++++ TEXT BLOCK ++++

Improved Stove Efficiency Calculator/Spreadsheet

> when you guys get your worksheets finished, you will need to get them blessed by some thermodynamicist, and a metaphysician, and a part-time hanger-on.

Ben IS a thermodynamicist. I volunteer for part-time hanger-on. Who’s a metaphysician?

> and don’t forget to post it for ALL to enjoy and use.

Ken, the link to the spreadsheet is found in the first post of this thread. Enjoy it and use it! You will probably want to make the “.7 -> .789” modification discussed above, so your tests are accurate and in line with others. If you start running your own tests, have a visit to the ASEPT thread, where many of us are posting tests (or links to tests) using this and similar spreadsheets.

ASEPT Thread

I had to use excel on another computer to enlarge the boxes on the new spreadsheet so I could use it with open office. Once the correct perimeters were set the eff% matched up. There is a difference in the amount of fuel used to boil indicated on the 2 spreadsheets. The prior ss shows 13ml and the new version shows 10.2 ml. Any idea which is more accurate as I'm using this to figure the amount of fuel to carry. Thanks everyone for working tirelessly on this!

Galen – Is it possible the prior spreadsheet is showing the fuel used in ml while the new spreadsheet is reporting it in grams?

10.2/13 yields 0.785 which is remarkably close to the density (g/ml) of alcohol.

I appreciate you numbers people!

Sorry for posting this and running. It looks like many of the questions were worked out. I'll hit a few just in case:

-The errors people are getting with my new spreadsheet is most likely do to my lazily putting in 0.7 for the density. I didn't have the correct number on hand so just threw in 0.7. My note about density being used is if you have specified fuel in "ml" or "fl oz" or energy in "btu/gal" then the spreadsheet uses the number entered for density. If specify fuel in "g" or "oz" then the density entry is ignored.

-In terms of specifying atmospheric pressure and elevation… that is not needed. The boiling temperature of water changes solely due to changes in pressure. It so happens that the average atmospheric pressure changes in a known way with elevation. When you specify elevation you are only specifying the average atmospheric pressure for that elevation. If you know the atmospheric pressure then specifying the elevation is irrelevant.

++++ DATA LISTING ++++

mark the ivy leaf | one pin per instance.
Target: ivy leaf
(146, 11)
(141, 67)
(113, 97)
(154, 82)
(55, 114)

++++

__PROBLEMS TO SOLVE__:
a. Which units for fuel or energy make the spreadsheet use the entered density, according to the stove efficiency thread?
b. According to the stove efficiency thread, what alone causes the boiling temperature of water to change?
c. Translate this sentence from the stove efficiency thread into Spanish: "If you know the atmospheric pressure then specifying the elevation is irrelevant."
The lines have nothing to do with the stove efficiency thread.

__RESPONSES__:
a. ml, fl oz, btu/gal

b. Changes in pressure.

c. Si conoce la presión atmosférica, especificar la elevación es irrelevante.